## PROMPT 1
Decide whether each statement (a), (b) and (c) agrees with the water-to-ice calculation. Answer yes or no for each, and quote the words from the calculation that settle it.
(a) Heat is released when the water freezes.
(b) The process is split into four steps.
(c) The exam tip says to use enthalpies of fusion for temperature changes.
## PROMPT 2
Answer these questions using the water-to-ice calculation.
(a) What value is given for the specific heat capacity of water?
(b) What total heat change does the calculation arrive at?
(c) To what temperature is the ice cooled in the last step?
## PROMPT 3
Continue the water-to-ice calculation with what comes after its exam tip.
** start of PASSAGE **
Specific heat capacity of water (\( C_{p,water} \)) = 75.3 J mol-1 K-1
\( \Delta H_1 = n \times C_{p,water} \times \Delta T = 1.0 \text{ mol} \times 75.3 \text{ J mol}^{-1} \text{ K}^{-1} \times (0 - 10) \text{ K} \)
\( = -753 \text{ J mol}^{-1} = -0.753 \text{ kJ mol}^{-1} \)
(ii) Heat change required to convert 1 mol of H2O(l) at 0°C to H2O(s) at 0°C
\( \Delta H_2 = \Delta H_{freezing} = -\Delta H_{fus} = -6.03 \text{ kJ mol}^{-1} \) as heat is released during freezing.
(iii) Heat change required to change 1 mole of ice from 0°C to -10.0°C
Specific heat capacity of ice (\( C_{p,ice} \)) = 36.8 J mol-1 K-1
\( \Delta H_3 = n \times C_{p,ice} \times \Delta T = 1.0 \text{ mol} \times 36.8 \text{ J mol}^{-1} \text{ K}^{-1} \times (-10 - 0) \text{ K} \)
\( = -368 \text{ J mol}^{-1} = -0.368 \text{ kJ mol}^{-1} \)
Total heat change = \( \Delta H_1 + \Delta H_2 + \Delta H_3 \)
\( = (-0.753 - 6.03 - 0.368) \text{ kJ mol}^{-1} \)
\( = -7.151 \text{ kJ mol}^{-1} \)
As in each step, heat is evolved, each step will have a negative sign with \( \Delta H \).
In simple words: To calculate the total heat change, we break the process into three steps: first, cooling the water from 10°C to 0°C; second, freezing the water at 0°C; and third, cooling the ice from 0°C to -10°C. We add the enthalpy changes from each step to get the final answer.

Exam Tip: For phase changes or temperature changes, remember to use specific heat capacities for temperature changes and enthalpies of fusion/vaporization for phase changes. Ensure all enthalpy values for exothermic steps (like cooling or freezing) are given a negative sign.
** end of PASSAGE **
** start of EXTRACTED ENTRIES **
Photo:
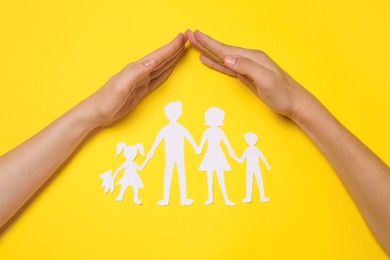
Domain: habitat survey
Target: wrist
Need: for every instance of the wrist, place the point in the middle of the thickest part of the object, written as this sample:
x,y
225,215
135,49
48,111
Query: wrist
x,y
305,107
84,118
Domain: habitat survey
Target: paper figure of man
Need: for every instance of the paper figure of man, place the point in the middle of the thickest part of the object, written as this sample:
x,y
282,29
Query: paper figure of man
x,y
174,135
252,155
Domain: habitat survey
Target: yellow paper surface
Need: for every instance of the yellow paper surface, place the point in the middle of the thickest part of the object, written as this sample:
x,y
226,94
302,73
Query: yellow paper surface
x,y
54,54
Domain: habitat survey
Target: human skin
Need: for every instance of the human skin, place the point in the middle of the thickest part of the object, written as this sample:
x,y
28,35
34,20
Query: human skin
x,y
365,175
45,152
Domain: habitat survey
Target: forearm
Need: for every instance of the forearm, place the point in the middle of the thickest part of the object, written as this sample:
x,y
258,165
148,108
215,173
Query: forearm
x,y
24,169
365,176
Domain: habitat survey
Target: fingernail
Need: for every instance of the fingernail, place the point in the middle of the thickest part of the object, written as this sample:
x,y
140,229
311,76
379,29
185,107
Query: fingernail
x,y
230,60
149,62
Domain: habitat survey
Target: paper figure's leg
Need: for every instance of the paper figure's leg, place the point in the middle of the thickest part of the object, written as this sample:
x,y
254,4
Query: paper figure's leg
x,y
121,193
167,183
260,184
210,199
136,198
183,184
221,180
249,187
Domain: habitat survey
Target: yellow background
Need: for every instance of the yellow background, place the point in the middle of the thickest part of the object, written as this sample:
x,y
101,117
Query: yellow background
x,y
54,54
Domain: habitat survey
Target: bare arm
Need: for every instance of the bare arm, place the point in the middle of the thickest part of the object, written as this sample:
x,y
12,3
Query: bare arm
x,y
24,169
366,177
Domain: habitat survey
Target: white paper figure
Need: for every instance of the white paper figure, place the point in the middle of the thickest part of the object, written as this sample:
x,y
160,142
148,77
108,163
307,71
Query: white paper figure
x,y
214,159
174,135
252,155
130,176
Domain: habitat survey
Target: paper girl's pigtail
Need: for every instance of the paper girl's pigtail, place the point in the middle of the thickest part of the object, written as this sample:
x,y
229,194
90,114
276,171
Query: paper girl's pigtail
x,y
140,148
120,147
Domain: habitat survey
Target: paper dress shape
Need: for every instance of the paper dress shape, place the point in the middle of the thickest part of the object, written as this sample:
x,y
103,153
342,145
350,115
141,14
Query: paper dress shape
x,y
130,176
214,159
** end of EXTRACTED ENTRIES **
## WRITTEN RESPONSE 1
(a) Yes: "as heat is released during freezing."
(b) No: "we break the process into three steps"
(c) No: "remember to use specific heat capacities for temperature changes"

## WRITTEN RESPONSE 2
(a) 75.3 J mol-1 K-1
(b) -7.151 kJ mol-1
(c) -10°C

## WRITTEN RESPONSE 3
 

Question 11. Enthalpy of combustion of carbon to CO2 is – 393.5 kJ mol-1. Calculate the heat released upon formation of 35.2 g of CO2 from carbon and dioxygen gas.
Answer:
\( \text{C}(\text{s}) + \text{O}_2(\text{g}) \longrightarrow \text{CO}_2(\text{g}); \Delta H = -393.5 \text{ kJ mol}^{-1} \)
1 mole of C + 1 mole of O2 yields 1 mole of CO2.
The molar mass of CO2 = \( 12 + (2 \times 16) = 44 \text{ g} \).
For the formation of 44.0 g of CO2, the heat released is -393.5 kJ.
For the formation of 35.2 g of CO2, the heat released is
\( = \frac{-393.5 \text{ kJ}}{44 \text{ g}} \times 35.2 \text{ g} \)
\( = -314.8 \text{ kJ} \)
Hence, the heat released = -314.8 kJ or approximately -315 kJ.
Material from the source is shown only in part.